▸ **TASK REQUIREMENTS**
Recast the material as a numbered list without blank lines. Begin at the line that contains "Query: urn finial" and stop after the final line of the material.
**** STORED RECORDS
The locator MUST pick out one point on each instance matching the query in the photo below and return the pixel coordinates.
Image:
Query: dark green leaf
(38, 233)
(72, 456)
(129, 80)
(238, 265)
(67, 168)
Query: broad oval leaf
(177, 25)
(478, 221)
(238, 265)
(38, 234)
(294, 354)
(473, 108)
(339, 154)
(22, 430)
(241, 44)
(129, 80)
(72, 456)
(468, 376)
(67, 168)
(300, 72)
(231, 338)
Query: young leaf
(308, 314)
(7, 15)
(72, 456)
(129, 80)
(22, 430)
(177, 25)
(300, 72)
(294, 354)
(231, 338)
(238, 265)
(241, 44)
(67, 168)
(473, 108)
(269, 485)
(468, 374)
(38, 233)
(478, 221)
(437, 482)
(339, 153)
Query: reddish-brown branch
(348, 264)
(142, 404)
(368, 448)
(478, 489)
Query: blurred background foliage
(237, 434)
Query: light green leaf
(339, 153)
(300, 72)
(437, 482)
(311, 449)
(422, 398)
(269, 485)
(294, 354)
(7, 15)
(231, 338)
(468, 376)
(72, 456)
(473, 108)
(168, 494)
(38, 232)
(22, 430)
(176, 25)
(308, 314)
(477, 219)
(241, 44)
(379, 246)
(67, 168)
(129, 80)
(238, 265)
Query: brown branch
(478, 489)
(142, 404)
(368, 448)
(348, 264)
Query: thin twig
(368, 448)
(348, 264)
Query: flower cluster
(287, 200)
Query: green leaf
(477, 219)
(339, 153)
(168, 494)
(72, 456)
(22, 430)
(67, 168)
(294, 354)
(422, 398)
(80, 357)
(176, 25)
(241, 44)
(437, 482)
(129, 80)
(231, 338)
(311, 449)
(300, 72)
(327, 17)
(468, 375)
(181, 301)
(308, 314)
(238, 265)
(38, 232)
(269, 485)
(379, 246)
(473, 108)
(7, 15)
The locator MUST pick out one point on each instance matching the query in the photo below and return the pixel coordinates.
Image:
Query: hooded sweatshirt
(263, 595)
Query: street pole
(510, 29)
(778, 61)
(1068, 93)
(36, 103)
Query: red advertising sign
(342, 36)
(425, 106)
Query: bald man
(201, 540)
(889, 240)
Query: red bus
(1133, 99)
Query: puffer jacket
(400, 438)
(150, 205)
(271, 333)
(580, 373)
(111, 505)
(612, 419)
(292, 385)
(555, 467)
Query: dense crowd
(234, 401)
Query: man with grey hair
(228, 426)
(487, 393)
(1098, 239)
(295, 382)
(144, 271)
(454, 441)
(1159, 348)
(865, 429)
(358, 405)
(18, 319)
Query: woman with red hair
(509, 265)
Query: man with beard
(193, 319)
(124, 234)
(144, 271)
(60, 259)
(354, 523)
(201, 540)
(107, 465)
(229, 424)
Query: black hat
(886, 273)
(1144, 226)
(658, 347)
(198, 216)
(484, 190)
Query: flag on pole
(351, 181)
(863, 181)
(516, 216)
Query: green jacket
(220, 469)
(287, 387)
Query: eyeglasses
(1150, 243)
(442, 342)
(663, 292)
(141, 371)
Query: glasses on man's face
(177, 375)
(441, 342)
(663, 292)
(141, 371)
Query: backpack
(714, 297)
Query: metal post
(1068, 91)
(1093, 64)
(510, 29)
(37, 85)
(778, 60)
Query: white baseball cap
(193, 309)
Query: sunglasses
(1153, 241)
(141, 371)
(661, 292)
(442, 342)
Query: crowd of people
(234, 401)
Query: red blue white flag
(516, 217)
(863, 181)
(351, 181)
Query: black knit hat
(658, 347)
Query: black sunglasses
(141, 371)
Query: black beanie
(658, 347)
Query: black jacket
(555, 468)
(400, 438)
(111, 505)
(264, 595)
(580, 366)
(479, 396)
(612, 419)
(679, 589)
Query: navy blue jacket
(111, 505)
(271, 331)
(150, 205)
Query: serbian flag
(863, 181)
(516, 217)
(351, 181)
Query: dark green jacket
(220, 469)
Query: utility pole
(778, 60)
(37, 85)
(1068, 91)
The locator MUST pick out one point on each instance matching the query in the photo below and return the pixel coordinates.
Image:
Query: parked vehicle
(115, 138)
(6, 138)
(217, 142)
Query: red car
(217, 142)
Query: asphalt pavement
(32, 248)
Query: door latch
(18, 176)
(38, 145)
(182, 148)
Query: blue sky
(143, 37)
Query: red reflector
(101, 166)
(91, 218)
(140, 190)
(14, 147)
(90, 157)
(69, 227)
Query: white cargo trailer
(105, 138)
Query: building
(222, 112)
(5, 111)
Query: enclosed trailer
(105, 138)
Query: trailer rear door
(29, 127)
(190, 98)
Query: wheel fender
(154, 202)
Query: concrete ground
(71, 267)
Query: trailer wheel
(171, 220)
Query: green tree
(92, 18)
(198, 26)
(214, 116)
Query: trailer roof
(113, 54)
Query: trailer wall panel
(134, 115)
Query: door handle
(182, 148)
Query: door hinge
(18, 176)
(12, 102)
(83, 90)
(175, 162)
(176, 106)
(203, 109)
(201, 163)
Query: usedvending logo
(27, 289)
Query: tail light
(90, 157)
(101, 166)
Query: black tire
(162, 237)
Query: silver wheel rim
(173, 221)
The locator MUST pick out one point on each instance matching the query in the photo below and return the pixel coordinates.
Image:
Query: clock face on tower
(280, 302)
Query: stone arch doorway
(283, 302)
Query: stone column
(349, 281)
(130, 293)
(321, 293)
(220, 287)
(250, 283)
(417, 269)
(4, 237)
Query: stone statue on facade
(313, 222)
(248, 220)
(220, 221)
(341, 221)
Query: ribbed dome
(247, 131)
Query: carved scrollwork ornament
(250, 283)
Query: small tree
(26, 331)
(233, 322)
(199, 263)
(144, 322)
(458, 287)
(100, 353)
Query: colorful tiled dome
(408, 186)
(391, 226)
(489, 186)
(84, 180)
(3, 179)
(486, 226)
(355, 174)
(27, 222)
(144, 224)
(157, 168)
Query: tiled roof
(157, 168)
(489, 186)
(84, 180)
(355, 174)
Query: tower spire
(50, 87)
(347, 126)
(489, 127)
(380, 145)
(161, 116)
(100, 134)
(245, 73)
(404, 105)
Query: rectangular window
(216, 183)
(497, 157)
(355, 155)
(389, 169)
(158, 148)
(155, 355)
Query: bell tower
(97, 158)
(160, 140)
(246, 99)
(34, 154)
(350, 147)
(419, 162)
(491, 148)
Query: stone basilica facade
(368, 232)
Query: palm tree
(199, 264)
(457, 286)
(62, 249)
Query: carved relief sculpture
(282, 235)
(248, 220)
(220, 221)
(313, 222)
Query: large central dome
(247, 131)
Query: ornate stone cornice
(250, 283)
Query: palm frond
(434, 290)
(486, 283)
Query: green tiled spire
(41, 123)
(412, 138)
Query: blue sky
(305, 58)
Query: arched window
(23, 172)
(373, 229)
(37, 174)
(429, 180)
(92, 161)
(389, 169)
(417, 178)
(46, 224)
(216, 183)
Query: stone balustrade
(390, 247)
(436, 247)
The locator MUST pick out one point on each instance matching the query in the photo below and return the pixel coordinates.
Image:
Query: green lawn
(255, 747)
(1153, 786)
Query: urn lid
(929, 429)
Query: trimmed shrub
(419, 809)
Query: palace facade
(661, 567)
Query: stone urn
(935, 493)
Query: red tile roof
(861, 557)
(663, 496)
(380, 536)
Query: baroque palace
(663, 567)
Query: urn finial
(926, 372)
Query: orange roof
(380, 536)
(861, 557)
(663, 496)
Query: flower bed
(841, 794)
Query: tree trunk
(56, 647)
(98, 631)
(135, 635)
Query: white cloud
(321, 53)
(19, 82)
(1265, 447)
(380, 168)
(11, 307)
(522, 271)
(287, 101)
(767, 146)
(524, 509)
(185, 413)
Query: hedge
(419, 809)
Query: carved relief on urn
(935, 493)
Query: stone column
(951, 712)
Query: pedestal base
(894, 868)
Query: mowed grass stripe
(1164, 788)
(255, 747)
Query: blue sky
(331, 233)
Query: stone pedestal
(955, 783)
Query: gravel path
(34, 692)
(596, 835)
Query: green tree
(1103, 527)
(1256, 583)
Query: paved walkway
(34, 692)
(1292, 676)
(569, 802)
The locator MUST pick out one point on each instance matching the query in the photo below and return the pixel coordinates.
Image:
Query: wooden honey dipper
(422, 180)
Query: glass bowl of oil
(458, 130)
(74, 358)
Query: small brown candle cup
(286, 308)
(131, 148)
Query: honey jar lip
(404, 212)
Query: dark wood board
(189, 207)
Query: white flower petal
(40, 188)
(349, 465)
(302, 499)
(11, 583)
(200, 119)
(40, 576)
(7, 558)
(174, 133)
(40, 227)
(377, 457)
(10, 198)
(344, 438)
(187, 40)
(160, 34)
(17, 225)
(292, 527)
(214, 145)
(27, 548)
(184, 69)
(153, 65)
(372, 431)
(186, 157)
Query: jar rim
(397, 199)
********
▸ **CORRECT RESPONSE**
1. Query: urn finial
2. (926, 372)
3. Query: orange roof
4. (380, 536)
5. (861, 557)
6. (663, 496)
7. Query: flower bed
8. (841, 794)
9. Query: tree trunk
10. (56, 647)
11. (98, 631)
12. (135, 635)
13. Query: white cloud
14. (321, 53)
15. (19, 82)
16. (1265, 447)
17. (380, 168)
18. (11, 307)
19. (522, 271)
20. (287, 101)
21. (767, 146)
22. (524, 509)
23. (185, 413)
24. Query: hedge
25. (419, 809)
26. Query: carved relief on urn
27. (935, 493)
28. Query: stone column
29. (951, 712)
30. Query: pedestal base
31. (894, 868)
32. Query: mowed grass stripe
33. (1164, 788)
34. (255, 747)
35. Query: blue sky
36. (331, 233)
37. Query: stone pedestal
38. (955, 783)
39. Query: gravel path
40. (34, 692)
41. (596, 835)
42. Query: green tree
43. (1103, 527)
44. (1256, 583)
45. Query: paved walkway
46. (34, 692)
47. (1292, 676)
48. (569, 802)
49. The locator MUST pick out one point on each instance matching the query in the photo below and return the pixel coordinates.
50. Image:
51. Query: wooden honey dipper
52. (422, 180)
53. Query: glass bowl of oil
54. (458, 130)
55. (74, 358)
56. Query: small brown candle cup
57. (286, 308)
58. (131, 148)
59. Query: honey jar lip
60. (404, 212)
61. Query: dark wood board
62. (189, 207)
63. Query: white flower petal
64. (40, 188)
65. (349, 465)
66. (302, 499)
67. (11, 583)
68. (200, 119)
69. (40, 576)
70. (7, 558)
71. (174, 133)
72. (40, 227)
73. (377, 457)
74. (10, 198)
75. (344, 438)
76. (187, 40)
77. (160, 34)
78. (17, 225)
79. (292, 527)
80. (214, 145)
81. (27, 548)
82. (184, 69)
83. (153, 65)
84. (372, 431)
85. (186, 157)
86. Query: jar rim
87. (397, 199)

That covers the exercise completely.